Exercise aim: Please pick out every line below that contains the word "bare", and copy each of those lines.

Raw records:
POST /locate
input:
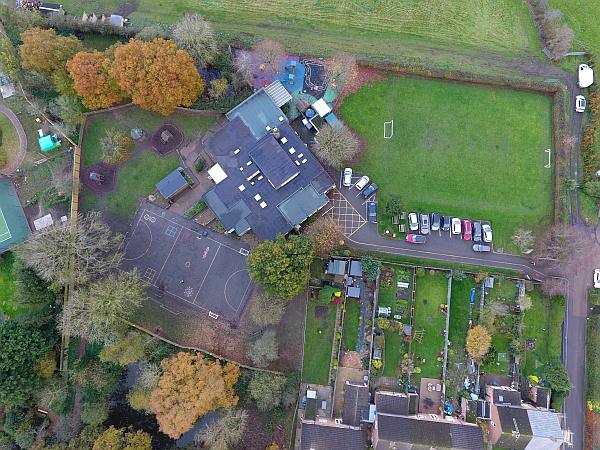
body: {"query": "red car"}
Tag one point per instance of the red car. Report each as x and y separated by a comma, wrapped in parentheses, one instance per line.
(467, 230)
(416, 238)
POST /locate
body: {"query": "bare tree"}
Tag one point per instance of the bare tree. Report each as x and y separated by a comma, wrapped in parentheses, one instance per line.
(270, 53)
(224, 433)
(195, 35)
(335, 146)
(96, 312)
(341, 68)
(96, 251)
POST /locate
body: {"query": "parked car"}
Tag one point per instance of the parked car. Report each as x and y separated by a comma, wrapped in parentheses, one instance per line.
(372, 212)
(347, 177)
(369, 191)
(416, 238)
(435, 221)
(467, 230)
(425, 223)
(456, 226)
(476, 231)
(580, 103)
(362, 182)
(445, 223)
(487, 232)
(413, 222)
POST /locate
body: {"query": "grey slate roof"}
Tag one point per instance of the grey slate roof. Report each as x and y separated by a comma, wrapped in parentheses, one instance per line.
(356, 403)
(439, 434)
(284, 207)
(257, 112)
(171, 184)
(321, 437)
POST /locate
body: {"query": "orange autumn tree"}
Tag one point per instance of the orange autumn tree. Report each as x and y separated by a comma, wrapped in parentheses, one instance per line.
(156, 75)
(189, 388)
(89, 71)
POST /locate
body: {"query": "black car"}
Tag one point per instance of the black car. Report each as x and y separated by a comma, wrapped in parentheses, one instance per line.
(445, 223)
(372, 212)
(435, 221)
(477, 231)
(369, 190)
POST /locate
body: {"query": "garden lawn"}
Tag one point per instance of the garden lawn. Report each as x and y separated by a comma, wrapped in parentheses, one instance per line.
(543, 322)
(385, 27)
(7, 284)
(458, 149)
(459, 311)
(351, 324)
(136, 179)
(318, 339)
(431, 292)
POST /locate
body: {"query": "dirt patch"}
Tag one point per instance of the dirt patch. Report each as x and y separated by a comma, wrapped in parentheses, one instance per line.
(167, 138)
(352, 360)
(100, 177)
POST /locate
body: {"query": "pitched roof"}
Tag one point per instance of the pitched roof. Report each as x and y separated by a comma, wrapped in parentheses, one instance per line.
(328, 437)
(395, 430)
(356, 403)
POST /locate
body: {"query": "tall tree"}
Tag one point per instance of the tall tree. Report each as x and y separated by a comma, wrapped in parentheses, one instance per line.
(335, 146)
(327, 235)
(156, 75)
(270, 53)
(189, 388)
(20, 348)
(267, 390)
(265, 349)
(46, 52)
(224, 433)
(194, 34)
(93, 244)
(92, 81)
(95, 312)
(478, 342)
(281, 266)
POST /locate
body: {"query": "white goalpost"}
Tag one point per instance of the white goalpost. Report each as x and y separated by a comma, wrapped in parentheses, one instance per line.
(388, 129)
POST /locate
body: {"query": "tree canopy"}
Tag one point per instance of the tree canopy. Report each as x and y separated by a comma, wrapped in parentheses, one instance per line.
(189, 388)
(282, 266)
(21, 347)
(156, 75)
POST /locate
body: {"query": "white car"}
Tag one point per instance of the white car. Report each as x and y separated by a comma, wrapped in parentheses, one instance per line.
(413, 222)
(362, 182)
(347, 177)
(456, 226)
(486, 231)
(580, 103)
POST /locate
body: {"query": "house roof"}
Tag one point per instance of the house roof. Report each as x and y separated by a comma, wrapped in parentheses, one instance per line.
(439, 434)
(328, 437)
(266, 202)
(172, 184)
(258, 112)
(356, 403)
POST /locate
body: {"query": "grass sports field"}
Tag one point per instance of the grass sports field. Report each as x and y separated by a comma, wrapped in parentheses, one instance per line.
(458, 149)
(386, 28)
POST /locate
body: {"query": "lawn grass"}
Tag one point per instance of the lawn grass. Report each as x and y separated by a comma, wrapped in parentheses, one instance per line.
(9, 141)
(318, 340)
(458, 149)
(136, 179)
(459, 311)
(543, 322)
(351, 324)
(431, 292)
(7, 284)
(386, 27)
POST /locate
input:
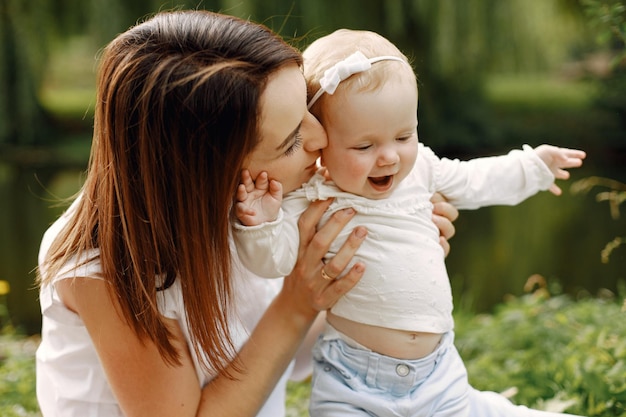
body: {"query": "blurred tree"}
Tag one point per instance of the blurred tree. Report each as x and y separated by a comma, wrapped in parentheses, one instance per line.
(23, 46)
(453, 43)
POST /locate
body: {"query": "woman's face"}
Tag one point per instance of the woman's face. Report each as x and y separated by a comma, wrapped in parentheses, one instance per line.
(291, 138)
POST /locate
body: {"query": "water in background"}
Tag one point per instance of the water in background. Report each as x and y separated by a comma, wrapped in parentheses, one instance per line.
(494, 252)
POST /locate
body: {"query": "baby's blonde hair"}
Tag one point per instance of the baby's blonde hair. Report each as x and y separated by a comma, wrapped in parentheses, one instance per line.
(330, 49)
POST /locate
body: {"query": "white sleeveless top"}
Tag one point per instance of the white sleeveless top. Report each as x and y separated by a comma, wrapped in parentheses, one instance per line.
(70, 379)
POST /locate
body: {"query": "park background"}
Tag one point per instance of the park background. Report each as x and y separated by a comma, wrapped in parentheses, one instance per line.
(493, 75)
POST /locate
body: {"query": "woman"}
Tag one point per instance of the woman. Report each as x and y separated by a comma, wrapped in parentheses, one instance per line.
(146, 310)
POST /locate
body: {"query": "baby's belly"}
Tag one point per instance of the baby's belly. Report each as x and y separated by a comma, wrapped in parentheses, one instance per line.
(399, 344)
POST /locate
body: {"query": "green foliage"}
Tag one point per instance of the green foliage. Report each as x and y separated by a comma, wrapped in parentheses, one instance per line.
(17, 376)
(555, 352)
(608, 17)
(17, 368)
(615, 195)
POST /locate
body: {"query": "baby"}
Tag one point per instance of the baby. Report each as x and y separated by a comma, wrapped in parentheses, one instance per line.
(388, 347)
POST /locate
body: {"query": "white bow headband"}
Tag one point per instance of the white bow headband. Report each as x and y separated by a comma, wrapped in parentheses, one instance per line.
(355, 63)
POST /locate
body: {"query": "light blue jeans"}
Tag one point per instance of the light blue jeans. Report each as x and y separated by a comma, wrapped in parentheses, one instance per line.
(350, 381)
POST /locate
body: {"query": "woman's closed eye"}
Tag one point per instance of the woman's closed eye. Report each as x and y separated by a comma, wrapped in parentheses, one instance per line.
(297, 144)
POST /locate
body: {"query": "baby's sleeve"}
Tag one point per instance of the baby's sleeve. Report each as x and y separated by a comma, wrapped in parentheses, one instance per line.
(269, 249)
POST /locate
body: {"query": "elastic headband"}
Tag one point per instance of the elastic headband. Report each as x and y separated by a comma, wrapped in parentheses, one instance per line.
(355, 63)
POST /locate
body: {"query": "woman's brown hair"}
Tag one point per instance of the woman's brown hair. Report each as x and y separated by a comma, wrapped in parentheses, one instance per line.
(177, 112)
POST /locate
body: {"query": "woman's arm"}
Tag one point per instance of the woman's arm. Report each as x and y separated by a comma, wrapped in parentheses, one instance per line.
(146, 385)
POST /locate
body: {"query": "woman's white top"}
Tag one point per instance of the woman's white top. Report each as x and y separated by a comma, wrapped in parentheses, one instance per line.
(70, 379)
(405, 285)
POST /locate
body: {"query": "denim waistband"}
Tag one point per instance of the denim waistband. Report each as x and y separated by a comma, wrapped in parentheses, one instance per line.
(396, 376)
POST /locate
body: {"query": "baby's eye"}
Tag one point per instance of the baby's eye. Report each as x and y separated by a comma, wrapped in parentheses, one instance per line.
(297, 144)
(405, 138)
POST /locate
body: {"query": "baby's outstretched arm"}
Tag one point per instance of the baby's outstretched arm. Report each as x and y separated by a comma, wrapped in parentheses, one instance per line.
(258, 201)
(558, 159)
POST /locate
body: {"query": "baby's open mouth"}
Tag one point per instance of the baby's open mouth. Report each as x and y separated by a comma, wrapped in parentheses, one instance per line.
(381, 182)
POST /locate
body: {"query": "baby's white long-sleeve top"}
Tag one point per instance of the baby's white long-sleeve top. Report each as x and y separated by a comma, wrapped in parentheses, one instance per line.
(405, 285)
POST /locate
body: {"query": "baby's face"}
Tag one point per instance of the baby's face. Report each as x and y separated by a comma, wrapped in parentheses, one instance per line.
(372, 138)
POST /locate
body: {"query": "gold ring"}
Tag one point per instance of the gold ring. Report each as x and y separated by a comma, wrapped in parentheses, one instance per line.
(326, 276)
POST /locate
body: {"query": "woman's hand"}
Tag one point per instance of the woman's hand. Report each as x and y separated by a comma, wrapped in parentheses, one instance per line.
(444, 214)
(315, 292)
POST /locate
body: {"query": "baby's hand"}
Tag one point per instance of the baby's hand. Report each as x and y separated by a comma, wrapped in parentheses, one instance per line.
(557, 159)
(257, 201)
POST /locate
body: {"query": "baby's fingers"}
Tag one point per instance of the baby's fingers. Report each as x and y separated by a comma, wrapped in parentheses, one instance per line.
(262, 182)
(242, 193)
(571, 158)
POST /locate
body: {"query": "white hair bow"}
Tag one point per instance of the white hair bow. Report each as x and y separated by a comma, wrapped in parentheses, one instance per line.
(355, 63)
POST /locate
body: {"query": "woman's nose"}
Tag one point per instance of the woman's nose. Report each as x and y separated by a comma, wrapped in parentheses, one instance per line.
(313, 134)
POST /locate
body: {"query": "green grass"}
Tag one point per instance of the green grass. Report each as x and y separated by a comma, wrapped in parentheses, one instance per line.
(539, 93)
(554, 352)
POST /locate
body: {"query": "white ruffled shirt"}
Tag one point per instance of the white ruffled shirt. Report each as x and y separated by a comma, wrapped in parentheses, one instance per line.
(405, 285)
(70, 379)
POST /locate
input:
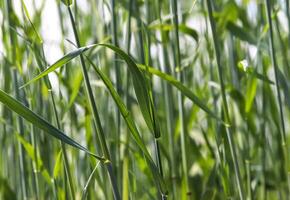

The answer:
body: {"query": "bare tree"}
Tag one point per instance of the bare tree. Report each as x and y separated by a comma, wrapped in parentheses, one instance per line.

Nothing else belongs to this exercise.